● **Texte source**
☆ ☆ ☆ ☆

Comment la gauche compte regagner le vote populaire

Pour être présent au second tour, le camp progressiste doit retrouver la confiance des classes défavorisées, souvent abstentionnistes. Un objectif que tous les candidats souhaitent atteindre. Non sans difficultés.

Hugo Boursier  • 26 janvier 2022 abonné·es
Comment la gauche compte regagner le vote populaire
Lors d’une réunion publique de Jean-Luc Mélenchon sous la bannière de l’Union populaire, le 16 janvier 2022 à Nantes. n
© Frederic Petry/Hans Lucas/AFP

Les classes populaires n’ont pas quitté le navire politique. C’est la gauche qui les a jetées par dessus bord. Mais, à moins de trois mois du premier tour, les bouées de sauvetage sont lancées à tour de bras. Chaque candidat cherche à rattraper ces millions d’hommes et de femmes plongés, après des retournements de veste et des promesses non tenues, dans le grand bain des déçus, des dégoûtés et des abstentionnistes. L’exercice est laborieux. Difficile d’effacer les trahisons qui ont jalonné, ces dernières années, les relations pourtant historiques entre les populations précaires et le camp progressiste.

☆ ☆ ☆ ☆

[Enregistrements]
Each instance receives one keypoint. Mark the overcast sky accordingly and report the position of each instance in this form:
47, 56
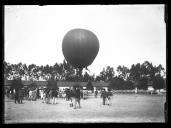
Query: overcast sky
128, 34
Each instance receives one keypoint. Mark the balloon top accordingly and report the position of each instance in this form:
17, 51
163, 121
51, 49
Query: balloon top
80, 47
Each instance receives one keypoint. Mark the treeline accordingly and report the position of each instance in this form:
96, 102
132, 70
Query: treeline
139, 75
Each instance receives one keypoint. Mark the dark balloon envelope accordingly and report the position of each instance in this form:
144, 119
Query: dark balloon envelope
80, 47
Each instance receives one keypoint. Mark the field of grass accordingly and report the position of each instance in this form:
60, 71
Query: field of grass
125, 108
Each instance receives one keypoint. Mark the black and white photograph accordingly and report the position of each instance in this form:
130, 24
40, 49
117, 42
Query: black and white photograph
85, 64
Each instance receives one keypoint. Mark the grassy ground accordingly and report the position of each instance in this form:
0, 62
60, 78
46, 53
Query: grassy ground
125, 108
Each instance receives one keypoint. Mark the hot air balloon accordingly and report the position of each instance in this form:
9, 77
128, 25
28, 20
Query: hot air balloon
80, 47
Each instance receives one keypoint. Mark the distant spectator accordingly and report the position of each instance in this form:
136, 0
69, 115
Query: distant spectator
103, 95
77, 98
96, 92
16, 96
109, 96
54, 96
20, 96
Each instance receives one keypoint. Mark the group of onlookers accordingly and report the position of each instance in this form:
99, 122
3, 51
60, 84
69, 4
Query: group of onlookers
50, 96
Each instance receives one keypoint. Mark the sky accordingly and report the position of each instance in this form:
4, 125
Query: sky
127, 34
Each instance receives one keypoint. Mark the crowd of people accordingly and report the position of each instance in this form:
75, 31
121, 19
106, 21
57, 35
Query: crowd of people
51, 95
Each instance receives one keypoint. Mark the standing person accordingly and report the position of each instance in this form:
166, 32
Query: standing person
20, 96
109, 97
77, 98
96, 92
71, 98
103, 95
54, 96
16, 96
50, 96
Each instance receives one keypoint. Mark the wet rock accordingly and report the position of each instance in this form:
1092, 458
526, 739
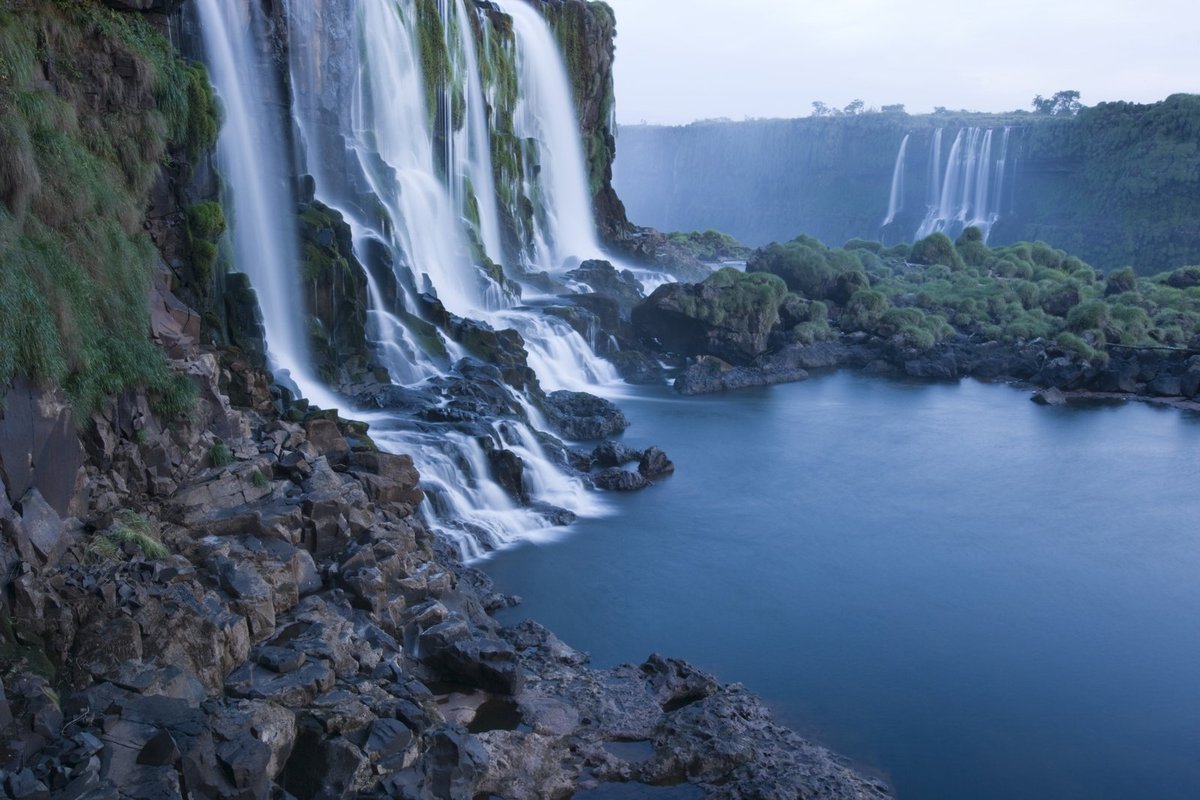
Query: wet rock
579, 415
42, 528
612, 453
654, 463
1165, 385
293, 690
484, 662
619, 480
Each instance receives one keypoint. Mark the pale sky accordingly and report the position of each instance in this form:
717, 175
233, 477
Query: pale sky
682, 60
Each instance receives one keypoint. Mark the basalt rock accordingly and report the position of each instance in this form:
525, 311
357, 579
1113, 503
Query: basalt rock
582, 416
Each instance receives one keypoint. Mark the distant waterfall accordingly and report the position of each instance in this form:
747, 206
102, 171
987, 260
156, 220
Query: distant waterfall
263, 226
545, 114
969, 192
895, 198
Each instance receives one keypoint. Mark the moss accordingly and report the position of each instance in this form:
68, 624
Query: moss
77, 265
220, 455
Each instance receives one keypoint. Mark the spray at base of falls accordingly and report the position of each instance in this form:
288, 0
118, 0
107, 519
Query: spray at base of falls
411, 172
971, 192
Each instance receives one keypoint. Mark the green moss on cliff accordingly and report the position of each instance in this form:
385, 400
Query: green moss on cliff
90, 100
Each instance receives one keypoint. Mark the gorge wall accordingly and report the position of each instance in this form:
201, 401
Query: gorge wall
1096, 184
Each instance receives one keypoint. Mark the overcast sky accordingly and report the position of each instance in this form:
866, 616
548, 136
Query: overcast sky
682, 60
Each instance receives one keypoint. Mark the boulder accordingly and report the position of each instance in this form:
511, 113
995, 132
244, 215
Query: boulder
579, 415
654, 463
731, 316
612, 453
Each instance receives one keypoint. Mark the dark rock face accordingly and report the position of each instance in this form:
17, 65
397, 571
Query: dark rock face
579, 415
619, 480
603, 277
39, 445
731, 316
335, 295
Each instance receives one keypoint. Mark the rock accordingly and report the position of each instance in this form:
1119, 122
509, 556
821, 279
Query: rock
709, 374
612, 453
603, 278
293, 690
160, 751
1051, 396
654, 463
486, 663
39, 445
41, 525
579, 415
730, 316
328, 440
508, 470
619, 480
1165, 385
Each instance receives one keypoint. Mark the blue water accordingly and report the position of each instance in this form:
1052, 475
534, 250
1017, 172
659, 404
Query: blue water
965, 593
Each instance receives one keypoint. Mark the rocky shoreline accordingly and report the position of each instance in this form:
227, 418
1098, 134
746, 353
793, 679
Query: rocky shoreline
244, 603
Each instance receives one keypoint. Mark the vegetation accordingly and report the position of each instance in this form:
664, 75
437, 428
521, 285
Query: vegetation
79, 157
132, 534
220, 455
921, 295
711, 246
739, 295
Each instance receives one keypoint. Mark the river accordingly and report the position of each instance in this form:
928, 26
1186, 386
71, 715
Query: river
971, 595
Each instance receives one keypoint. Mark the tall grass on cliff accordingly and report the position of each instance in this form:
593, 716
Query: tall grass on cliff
91, 104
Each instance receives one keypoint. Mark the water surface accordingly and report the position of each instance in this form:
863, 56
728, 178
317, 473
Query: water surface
970, 594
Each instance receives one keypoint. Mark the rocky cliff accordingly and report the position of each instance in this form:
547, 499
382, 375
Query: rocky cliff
1116, 185
211, 589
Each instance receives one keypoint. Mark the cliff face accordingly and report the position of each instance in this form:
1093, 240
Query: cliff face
587, 32
1117, 185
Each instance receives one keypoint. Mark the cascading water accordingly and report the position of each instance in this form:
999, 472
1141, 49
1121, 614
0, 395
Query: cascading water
970, 191
263, 227
895, 198
415, 181
545, 115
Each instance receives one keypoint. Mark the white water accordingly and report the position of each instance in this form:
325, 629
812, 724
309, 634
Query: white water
546, 114
895, 198
472, 146
970, 191
259, 205
402, 193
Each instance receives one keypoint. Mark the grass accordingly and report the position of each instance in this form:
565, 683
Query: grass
76, 169
220, 455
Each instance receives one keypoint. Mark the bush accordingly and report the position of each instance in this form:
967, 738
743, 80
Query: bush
936, 248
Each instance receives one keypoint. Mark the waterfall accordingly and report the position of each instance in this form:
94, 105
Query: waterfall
251, 156
545, 114
895, 198
414, 180
964, 196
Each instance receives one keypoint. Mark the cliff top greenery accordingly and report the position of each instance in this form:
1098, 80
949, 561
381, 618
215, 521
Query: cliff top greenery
91, 104
917, 295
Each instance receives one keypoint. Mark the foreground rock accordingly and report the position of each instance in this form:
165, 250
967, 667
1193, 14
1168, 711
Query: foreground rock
264, 615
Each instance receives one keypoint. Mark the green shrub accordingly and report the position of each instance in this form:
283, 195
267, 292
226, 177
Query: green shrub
936, 248
220, 455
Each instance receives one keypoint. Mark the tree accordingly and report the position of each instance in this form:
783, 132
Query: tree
1062, 103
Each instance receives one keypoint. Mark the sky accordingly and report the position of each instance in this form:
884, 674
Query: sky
682, 60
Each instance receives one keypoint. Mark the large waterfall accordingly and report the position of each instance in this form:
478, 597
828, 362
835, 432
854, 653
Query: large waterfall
970, 190
414, 138
895, 198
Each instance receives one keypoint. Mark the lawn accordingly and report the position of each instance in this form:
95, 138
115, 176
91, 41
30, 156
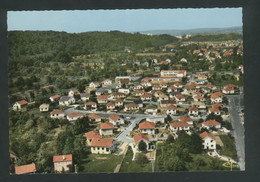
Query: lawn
229, 148
132, 166
95, 163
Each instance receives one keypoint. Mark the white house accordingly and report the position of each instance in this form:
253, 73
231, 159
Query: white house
180, 125
44, 107
147, 127
106, 129
102, 145
116, 120
57, 114
209, 141
74, 116
210, 124
66, 100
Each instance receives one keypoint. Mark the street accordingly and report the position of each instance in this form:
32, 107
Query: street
238, 128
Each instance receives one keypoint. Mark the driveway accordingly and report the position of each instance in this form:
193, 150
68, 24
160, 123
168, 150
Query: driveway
238, 129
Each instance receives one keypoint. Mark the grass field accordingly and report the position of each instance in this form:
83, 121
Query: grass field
95, 163
229, 148
132, 166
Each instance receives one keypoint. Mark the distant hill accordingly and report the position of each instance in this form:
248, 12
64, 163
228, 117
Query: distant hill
195, 31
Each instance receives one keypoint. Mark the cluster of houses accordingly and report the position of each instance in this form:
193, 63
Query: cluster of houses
165, 95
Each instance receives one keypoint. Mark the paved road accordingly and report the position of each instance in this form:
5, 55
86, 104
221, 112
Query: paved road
238, 129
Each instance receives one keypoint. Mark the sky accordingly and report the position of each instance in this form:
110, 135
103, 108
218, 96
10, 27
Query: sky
75, 21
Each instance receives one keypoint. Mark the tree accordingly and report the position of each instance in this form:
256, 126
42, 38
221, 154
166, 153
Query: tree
142, 146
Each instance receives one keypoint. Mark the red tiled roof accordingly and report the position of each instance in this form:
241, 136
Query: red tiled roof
211, 123
179, 124
24, 169
102, 97
92, 134
55, 96
62, 158
102, 142
106, 126
193, 109
114, 117
94, 116
91, 103
146, 125
171, 107
206, 134
23, 102
132, 105
140, 136
110, 104
185, 118
57, 112
75, 114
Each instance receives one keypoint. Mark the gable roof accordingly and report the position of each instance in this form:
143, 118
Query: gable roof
211, 123
106, 126
94, 116
147, 125
101, 142
179, 124
92, 134
114, 117
57, 112
24, 169
23, 102
206, 134
75, 114
62, 158
139, 136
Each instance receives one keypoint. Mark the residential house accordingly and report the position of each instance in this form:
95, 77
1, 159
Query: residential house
54, 98
186, 119
193, 111
66, 100
57, 114
107, 82
214, 110
171, 110
147, 127
174, 73
116, 120
178, 126
210, 124
21, 105
208, 141
74, 116
84, 96
44, 107
156, 87
131, 107
25, 169
111, 106
91, 135
119, 102
73, 92
141, 137
94, 117
151, 109
94, 84
62, 162
139, 92
91, 106
102, 145
106, 129
102, 99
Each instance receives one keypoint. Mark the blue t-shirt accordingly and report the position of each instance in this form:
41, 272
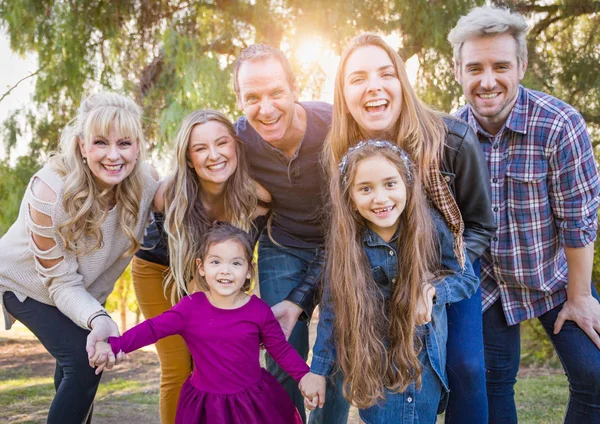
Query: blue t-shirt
297, 185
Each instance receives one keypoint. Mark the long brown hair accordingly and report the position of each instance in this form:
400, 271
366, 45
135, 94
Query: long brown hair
186, 217
420, 130
375, 349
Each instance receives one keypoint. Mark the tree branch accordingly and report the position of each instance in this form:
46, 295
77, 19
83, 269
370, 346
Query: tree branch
591, 118
19, 82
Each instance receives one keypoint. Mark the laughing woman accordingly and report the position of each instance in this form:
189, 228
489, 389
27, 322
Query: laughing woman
81, 219
210, 182
373, 99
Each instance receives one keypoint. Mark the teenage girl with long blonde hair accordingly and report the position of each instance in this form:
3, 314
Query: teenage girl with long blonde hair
209, 181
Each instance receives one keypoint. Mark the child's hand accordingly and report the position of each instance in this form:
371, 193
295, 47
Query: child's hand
103, 357
312, 387
425, 305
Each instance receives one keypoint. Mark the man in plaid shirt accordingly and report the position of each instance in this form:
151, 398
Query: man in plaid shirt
545, 193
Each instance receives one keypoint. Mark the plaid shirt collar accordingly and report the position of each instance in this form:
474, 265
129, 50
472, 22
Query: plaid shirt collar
516, 120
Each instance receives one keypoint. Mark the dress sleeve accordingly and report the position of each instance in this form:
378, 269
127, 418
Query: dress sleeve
278, 347
56, 266
150, 331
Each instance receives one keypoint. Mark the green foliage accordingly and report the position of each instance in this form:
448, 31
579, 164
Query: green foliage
13, 182
174, 57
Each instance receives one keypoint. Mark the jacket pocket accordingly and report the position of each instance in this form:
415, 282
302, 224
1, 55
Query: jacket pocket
527, 192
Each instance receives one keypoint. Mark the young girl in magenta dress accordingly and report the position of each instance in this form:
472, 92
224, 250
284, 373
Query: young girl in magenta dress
391, 271
223, 328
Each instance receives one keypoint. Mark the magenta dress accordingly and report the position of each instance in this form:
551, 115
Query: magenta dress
227, 385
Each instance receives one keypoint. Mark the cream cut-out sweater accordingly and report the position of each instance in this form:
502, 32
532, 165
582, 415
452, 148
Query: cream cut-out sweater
78, 285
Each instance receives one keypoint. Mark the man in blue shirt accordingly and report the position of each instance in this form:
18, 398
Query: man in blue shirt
284, 138
545, 192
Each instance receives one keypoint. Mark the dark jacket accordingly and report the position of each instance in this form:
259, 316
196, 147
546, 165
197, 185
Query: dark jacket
466, 172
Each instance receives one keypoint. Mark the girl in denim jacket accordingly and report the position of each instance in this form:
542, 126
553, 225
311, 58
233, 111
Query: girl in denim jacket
391, 270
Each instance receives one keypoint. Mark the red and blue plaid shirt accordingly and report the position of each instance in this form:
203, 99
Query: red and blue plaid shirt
545, 190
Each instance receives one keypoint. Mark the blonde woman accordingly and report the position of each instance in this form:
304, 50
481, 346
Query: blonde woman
81, 220
210, 182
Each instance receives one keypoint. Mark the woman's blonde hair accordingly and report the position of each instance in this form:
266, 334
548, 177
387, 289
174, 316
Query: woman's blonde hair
186, 218
376, 342
420, 130
85, 203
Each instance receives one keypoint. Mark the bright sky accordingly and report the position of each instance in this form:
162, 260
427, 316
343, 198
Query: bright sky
12, 69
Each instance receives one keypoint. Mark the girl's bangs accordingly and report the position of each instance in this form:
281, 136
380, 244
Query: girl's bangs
101, 120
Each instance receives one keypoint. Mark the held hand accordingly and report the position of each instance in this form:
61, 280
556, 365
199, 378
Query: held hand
103, 358
312, 387
585, 311
102, 328
287, 314
425, 305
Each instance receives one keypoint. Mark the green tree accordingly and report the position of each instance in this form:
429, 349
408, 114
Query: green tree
13, 182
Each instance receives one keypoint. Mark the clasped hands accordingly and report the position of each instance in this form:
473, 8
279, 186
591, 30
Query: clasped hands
100, 354
312, 387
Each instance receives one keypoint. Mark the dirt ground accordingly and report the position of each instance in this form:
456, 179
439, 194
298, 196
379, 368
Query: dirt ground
22, 356
27, 357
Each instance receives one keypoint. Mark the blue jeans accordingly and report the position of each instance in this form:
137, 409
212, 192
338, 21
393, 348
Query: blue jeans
579, 356
465, 361
280, 270
74, 380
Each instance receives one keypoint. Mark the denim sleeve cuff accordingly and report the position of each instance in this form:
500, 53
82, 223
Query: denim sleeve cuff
321, 366
441, 293
304, 298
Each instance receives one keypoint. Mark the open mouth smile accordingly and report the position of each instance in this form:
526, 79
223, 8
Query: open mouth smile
376, 105
270, 123
383, 212
488, 96
217, 167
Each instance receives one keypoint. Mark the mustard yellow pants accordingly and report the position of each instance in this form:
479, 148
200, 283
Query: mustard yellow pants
175, 359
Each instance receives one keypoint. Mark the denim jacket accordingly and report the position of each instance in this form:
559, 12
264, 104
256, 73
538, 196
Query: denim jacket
454, 287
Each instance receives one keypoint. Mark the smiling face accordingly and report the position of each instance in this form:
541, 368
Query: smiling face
379, 194
490, 74
212, 152
225, 269
372, 91
111, 157
267, 99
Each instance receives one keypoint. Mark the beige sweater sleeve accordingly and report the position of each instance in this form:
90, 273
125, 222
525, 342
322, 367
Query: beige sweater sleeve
63, 281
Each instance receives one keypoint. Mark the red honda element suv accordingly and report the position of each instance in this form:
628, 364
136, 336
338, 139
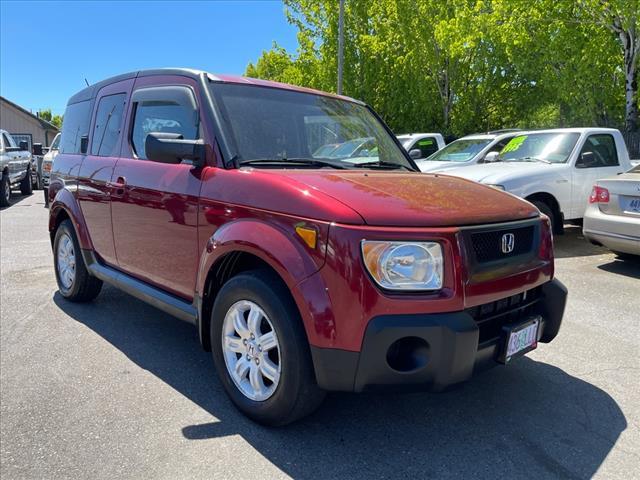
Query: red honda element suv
297, 235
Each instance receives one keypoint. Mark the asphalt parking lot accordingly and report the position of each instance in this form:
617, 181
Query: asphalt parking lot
117, 388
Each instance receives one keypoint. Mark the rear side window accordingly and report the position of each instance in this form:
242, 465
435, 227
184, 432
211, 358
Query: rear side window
75, 128
169, 109
427, 146
7, 141
604, 150
108, 124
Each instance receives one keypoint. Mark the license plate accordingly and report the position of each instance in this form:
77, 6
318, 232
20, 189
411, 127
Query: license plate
631, 204
519, 339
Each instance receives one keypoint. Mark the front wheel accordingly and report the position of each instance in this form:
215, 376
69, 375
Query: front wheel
26, 187
260, 350
75, 283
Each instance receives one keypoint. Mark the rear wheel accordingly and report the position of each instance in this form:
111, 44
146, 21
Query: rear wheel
26, 187
75, 283
5, 191
260, 350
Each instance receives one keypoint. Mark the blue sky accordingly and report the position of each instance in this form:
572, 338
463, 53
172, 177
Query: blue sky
48, 48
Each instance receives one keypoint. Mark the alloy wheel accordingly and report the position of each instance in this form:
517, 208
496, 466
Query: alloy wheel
66, 261
251, 350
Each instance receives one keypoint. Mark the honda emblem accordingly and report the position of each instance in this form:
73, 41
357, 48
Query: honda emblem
508, 243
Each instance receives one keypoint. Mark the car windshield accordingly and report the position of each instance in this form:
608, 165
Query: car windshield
461, 150
273, 127
549, 147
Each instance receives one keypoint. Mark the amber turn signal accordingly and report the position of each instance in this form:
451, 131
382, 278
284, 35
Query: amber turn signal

☆ ☆ ☆ ☆

● **Travail demandé**
A) Comptez les lignes des enregistrements qui contiennent la chaîne "bangs", puis indiquez uniquement ce nombre.
B) Prolongez le texte sur la gauche et le vote populaire à partir de sa dernière phrase.
Les enregistrements sont sans rapport avec le texte.

● **Réponses attendues**
A) 2

B)
« Il faut s’accrocher et, parfois, c’est dur », expliquait Jean-Luc Mélenchon à Libération. Le candidat de La France insoumise (LFI) raconte que, lors de certains porte-à-porte, des militants entendaient dans le couloir : « C’est qui ? La gauche ? Non merci, on ne vote plus pour François Hollande. » Il faut dire que l’épouvantail corrézien a eu les mains lourdes. Dans la première, il y a son bilan catastrophique marqué par la loi travail et la déchéance de nationalité. Dans l’autre, les souvenirs amers de la note publiée en 2011 par Terra Nova, le laboratoire d’idées proche du PS, qui préconisait une réorientation de la stratégie du parti à la rose loin des ouvriers, du travail et de la lutte contre le capitalisme.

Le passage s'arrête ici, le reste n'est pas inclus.